**问题描述:** 请一字不差地引用下面这篇讲 Scrapy 抓取磁力链接的文字中从“#urls3 = urls2”往下一直到“e.append(c1)”的全部内容。

**节选原文:**
Scrapy 抓取某网站磁力 有能力破解只能抓取85页

 

 这是目录  先创建  工程item_u9c9

在spiders 里面创建       zhuaqucili.py 代码

"""

"""

import scrapy
import re
import hashlib
from scrapy.selector import Selector
from scrapy.http import Request
from item_u9c9.items import ItemU9C9Item
import time
from redis import Redis
class item_u9c9(scrapy.Spider):
    name = 'cili'
    start_urls = ['https://u9c9.com/?type=Video&p=1']
    def parse(self, response):
        global urls3 #定义数据全局可用
        global urls1
        urls1 = response.xpath("//*[@id='navbar']/ul[1]/li/ul/li/a/@href").extract_first()
        #mingcheng = response.xpath("//div[@class='width1200']//a//text()").extract()
        #urls1.pop()
        #urls1.pop()
        e = []
        urls2 = ('https://u9c9.com')
        #urls3 = urls2 +urls1
        urls3 =('https://u9c9.com/?type=Video&p=1')
        '''for i in range(len(urls1)):
            c1 = urls2[0] + urls1[i]
            e.append(c1)

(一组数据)
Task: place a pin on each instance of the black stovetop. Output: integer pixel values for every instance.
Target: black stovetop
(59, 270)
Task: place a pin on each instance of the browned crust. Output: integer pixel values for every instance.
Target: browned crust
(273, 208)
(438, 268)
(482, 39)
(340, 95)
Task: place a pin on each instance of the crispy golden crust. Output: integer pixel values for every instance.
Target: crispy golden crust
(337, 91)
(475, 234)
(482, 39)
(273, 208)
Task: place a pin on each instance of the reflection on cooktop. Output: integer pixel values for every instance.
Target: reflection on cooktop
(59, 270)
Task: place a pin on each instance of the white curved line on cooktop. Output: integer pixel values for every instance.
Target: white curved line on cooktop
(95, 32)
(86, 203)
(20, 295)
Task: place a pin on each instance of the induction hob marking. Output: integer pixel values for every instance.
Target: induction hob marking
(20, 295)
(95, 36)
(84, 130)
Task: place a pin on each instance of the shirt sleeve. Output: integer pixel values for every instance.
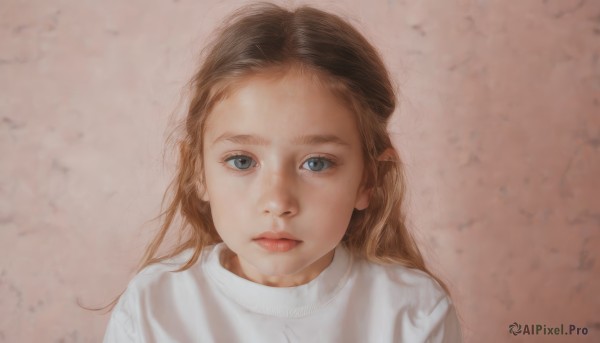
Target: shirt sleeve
(445, 325)
(121, 326)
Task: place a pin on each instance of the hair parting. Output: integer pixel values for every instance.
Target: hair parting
(263, 37)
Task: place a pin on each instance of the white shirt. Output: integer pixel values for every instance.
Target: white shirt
(350, 301)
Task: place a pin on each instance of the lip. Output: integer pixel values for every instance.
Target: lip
(276, 241)
(276, 235)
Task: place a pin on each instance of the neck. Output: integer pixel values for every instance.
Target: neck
(232, 262)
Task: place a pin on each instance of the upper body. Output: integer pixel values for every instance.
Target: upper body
(350, 301)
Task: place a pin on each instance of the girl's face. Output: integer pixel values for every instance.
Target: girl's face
(283, 172)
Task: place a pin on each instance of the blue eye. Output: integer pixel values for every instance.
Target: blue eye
(240, 162)
(317, 164)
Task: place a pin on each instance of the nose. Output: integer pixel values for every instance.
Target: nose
(277, 196)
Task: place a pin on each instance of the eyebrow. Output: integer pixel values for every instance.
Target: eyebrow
(257, 140)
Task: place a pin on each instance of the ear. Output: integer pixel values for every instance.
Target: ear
(363, 196)
(201, 189)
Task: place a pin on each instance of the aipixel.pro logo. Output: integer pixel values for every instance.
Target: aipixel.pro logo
(543, 329)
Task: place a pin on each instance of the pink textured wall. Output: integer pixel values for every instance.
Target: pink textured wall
(499, 126)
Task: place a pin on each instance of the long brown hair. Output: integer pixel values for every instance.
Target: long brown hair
(264, 36)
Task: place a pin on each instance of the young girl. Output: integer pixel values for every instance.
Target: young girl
(289, 196)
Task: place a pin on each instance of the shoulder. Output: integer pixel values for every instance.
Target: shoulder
(165, 274)
(404, 287)
(420, 308)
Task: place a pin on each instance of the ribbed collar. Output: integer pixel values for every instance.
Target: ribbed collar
(290, 302)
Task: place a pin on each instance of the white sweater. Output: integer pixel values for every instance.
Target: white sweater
(350, 301)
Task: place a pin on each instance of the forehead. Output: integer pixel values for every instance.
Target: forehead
(282, 105)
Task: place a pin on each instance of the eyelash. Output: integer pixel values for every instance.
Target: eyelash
(330, 162)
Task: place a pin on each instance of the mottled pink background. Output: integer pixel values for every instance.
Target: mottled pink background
(499, 126)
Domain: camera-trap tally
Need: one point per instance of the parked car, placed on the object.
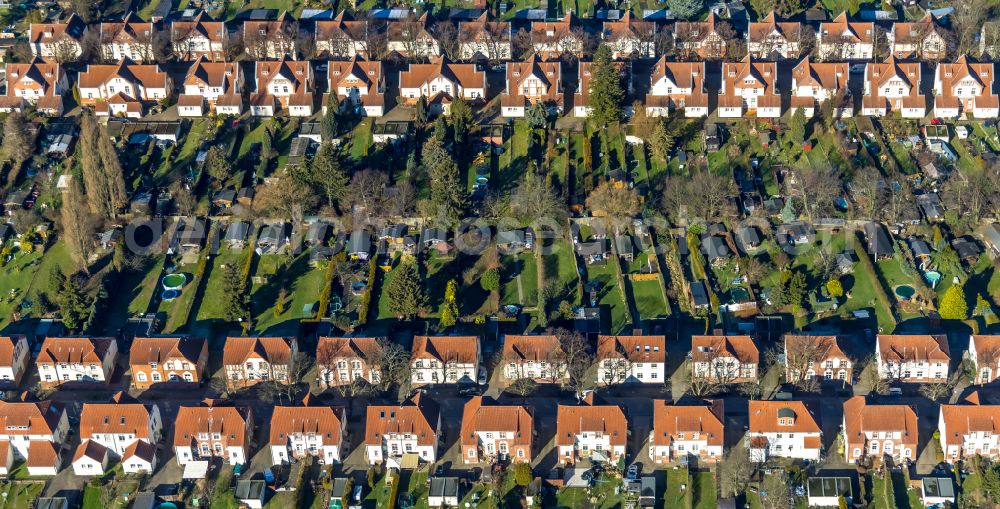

**任务答案:**
#urls3 = urls2 +urls1
        urls3 =('https://u9c9.com/?type=Video&p=1')
        '''for i in range(len(urls1)):
            c1 = urls2[0] + urls1[i]
            e.append(c1)